━━━━━ Texto fornecido ━━━━━
Kistemaker (1930-2017) comenta:
Não devemos pensar que o fazendeiro passe seu dia ociosamente. Naturalmente que não; ele tem trabalho pesado para ser feito. Lavrar a terra, fertilizá-la e limpá-la das ervas daninhas toma muito do seu tempo. Além das tarefas diárias, ele tem que cuidar das compras e das vendas, planejar e preparar a colheita. Tudo isso está subentendido e dado como certo na parábola. Observamos, também, que Deus providenciará a chuva necessária. Ele controla os elementos da natureza.[1]
A ênfase no texto original é no “como” (27):“como, ele não sabe”. A nossa ignorância não obstrui, não interrompe o processo de crescimento da semente. Ainda que a consciência e compreensão dos fenômenos sejam de grande relevância: ninguém está propondo aqui um obscurantismo teológico-eclesiológico-espiritual. Mas, a minha compreensão não exaure a realidade nem delimita os seus efeitos. As ditas ciências têm experimentado isso com bastante intensidade em nossa época.
━━━━━
A fazer: Por favor, dê continuidade ao texto sobre a parábola da semente, começando logo após a última frase. O material que vem depois é separado do texto sobre a parábola da semente.
━━━━━ Linhas ━━━━━
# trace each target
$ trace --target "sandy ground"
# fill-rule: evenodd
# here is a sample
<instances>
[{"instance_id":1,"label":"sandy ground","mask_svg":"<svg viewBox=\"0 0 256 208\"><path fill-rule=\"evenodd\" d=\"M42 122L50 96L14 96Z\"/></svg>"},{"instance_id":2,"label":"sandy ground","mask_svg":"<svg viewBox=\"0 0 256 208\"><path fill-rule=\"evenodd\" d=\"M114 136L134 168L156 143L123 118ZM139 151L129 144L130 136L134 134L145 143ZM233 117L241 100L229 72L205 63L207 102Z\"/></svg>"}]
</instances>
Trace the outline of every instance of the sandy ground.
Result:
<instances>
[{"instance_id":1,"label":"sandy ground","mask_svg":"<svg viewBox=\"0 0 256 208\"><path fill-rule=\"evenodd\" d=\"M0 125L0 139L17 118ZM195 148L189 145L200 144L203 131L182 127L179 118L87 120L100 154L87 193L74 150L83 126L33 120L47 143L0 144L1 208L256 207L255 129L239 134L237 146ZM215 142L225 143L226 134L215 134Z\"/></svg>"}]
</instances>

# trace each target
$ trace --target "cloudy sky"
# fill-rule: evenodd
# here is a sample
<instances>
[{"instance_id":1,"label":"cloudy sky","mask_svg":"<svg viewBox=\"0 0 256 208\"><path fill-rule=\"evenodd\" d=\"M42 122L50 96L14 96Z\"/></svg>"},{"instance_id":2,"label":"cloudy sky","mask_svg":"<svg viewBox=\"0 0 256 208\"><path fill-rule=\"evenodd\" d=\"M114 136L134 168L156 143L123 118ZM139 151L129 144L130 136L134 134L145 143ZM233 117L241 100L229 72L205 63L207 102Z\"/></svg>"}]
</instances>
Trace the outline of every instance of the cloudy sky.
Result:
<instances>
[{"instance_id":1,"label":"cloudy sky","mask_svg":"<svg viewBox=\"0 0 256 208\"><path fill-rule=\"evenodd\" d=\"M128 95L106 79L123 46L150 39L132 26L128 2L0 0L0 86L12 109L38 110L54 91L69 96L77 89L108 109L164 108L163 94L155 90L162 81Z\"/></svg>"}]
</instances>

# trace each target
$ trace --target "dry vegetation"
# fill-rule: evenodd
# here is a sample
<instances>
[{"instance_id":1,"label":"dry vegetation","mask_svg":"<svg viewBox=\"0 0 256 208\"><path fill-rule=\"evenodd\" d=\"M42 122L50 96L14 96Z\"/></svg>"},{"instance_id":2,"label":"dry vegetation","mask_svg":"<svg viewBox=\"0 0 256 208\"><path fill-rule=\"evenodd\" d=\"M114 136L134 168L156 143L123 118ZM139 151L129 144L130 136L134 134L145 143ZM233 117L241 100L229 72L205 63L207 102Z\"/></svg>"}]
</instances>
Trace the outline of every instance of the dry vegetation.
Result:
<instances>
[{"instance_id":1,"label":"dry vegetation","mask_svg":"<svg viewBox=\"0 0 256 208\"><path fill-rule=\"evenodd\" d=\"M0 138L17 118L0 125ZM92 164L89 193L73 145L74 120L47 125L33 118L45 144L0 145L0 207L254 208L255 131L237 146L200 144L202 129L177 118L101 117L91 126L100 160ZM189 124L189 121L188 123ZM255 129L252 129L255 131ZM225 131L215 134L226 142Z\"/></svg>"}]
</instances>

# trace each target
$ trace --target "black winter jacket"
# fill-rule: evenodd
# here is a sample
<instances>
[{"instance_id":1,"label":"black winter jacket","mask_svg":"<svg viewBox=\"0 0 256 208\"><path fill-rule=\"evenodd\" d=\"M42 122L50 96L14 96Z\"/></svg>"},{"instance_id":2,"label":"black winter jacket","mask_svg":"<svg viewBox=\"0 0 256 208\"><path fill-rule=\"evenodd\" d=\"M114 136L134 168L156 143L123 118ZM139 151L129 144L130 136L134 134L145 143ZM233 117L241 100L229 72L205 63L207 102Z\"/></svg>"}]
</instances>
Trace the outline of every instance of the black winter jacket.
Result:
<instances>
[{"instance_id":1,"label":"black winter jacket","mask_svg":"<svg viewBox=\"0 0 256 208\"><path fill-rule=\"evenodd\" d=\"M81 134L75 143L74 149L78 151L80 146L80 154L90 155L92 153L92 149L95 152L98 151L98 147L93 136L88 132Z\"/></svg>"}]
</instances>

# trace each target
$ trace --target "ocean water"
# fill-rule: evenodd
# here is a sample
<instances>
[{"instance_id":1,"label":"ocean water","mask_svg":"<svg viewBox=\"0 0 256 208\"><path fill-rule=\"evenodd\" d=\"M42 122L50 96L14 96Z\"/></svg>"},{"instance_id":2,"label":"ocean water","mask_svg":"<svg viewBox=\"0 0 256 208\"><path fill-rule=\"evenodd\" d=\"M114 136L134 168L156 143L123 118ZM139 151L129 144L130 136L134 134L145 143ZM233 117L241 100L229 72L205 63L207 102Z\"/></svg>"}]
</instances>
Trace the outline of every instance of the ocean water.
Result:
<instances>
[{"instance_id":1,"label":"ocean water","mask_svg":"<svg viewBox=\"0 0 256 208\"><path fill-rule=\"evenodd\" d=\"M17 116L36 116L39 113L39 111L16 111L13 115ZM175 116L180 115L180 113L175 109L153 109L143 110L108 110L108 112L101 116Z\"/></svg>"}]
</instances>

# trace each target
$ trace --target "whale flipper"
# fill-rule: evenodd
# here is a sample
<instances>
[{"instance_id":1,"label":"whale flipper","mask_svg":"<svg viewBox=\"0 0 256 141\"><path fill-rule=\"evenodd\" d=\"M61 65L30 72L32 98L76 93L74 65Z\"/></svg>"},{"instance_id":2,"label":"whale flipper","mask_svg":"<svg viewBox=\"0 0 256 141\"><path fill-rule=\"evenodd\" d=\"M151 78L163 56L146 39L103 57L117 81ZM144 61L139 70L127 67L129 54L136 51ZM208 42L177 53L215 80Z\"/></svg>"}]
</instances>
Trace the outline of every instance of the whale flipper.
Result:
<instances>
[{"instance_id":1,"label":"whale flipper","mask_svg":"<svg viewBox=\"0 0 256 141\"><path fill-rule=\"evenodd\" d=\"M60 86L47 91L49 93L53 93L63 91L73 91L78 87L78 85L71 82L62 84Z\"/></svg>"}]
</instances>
━━━━━
Resposta à tarefa:
Podemos descrever o processo de germinação, mas não sabemos explicá-lo. O semeador “é apenas um trabalhador que no tempo certo semeia e colhe. Deus guarda o segredo da vida. Deus mantém o controle”, resume Kistemaker.[2]
Agostinho (354-430 A.D) explora a figura:
Um agricultor humano cultiva a sua vinha até esse ponto: ara, limpa, emprega outros meios pertencentes ao trabalho agrícola; mas fazer chover sobre sua vinha, ele não pode. E se pode irrigar, pelo poder de quem o pode? Ele, com efeito, abre o canal para o rio, mas é Deus que enche a fonte. Enfim não pode fazer crescer os sarmentos em sua vinha, não pode formar os frutos, não pode modificar as sementes, não pode determinar o tempo do nascimento. Deus, porém, que pode tudo isso, é nosso agricultor; fiquemos tranquilos.[3]
Portanto, em uma época em que se privilegiam estratégias, metodologias e estatísticas – não que elas sejam más em si –, podemos dizer de passagem que todo pacote fechado a respeito de fundação e crescimento de Igreja, culturais e transculturais, em geral recheado de vídeos e experiências pessoais divulgados freneticamente nas mídias sociais, deve ser olhado com a máxima desconfiança.
Em qualquer método e estratégia deve haver sempre o sentimento de “ignorância”, limitação e dependência. No que se refere ao Reino: a ignorância é douta e o suposto total conhecimento é loucura. A “loucura” do método de Deus é sabedoria e a nossa pretensa sabedoria é louca pretensão autônoma (1Co 1.18-25).[4] A sabedoria cristã consiste em seguir perseverantemente a “loucura” de Deus.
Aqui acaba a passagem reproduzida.